Can you rewrite the lines of the items as a JSON list of strings, one string per line with blank lines omitted, starting at the line containing "Point out the patterned" and ending at the last line of the items?

::::

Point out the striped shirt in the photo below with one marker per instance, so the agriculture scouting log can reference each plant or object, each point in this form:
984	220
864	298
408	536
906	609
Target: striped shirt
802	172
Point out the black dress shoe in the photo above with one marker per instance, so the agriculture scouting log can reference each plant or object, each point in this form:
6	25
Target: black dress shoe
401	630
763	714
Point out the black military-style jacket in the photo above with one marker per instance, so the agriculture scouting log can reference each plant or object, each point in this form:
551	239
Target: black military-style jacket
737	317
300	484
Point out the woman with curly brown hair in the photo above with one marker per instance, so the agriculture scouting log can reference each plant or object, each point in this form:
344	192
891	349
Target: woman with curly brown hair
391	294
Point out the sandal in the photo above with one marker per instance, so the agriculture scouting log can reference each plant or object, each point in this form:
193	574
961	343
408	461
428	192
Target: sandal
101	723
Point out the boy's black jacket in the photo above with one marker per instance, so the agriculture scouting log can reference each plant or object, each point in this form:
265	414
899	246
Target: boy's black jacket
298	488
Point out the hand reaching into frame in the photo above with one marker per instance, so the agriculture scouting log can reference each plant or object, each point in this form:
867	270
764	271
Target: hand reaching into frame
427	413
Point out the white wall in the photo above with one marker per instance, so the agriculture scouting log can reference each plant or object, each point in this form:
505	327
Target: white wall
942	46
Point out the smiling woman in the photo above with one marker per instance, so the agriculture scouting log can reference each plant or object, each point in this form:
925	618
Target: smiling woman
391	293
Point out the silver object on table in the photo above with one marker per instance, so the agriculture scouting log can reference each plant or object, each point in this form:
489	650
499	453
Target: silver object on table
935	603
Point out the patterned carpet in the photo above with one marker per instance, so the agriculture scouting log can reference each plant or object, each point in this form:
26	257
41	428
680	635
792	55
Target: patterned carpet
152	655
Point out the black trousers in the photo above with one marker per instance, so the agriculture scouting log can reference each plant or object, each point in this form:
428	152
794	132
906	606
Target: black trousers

::::

▶ **The response**:
[
  "Point out the patterned carpet in the photo above with one marker per instance, so the agriculture scouting log can reference each plant or object, each point in this form:",
  "26\t257",
  "41\t428",
  "680\t635",
  "792\t55",
  "Target: patterned carpet",
  "152\t655",
  "Point out the black trousers in the photo above with one marker per instance, so the agriculture scouting log can reference each plant or object, each point in this form:",
  "428\t152",
  "794\t132",
  "906\t606",
  "Target: black trousers"
]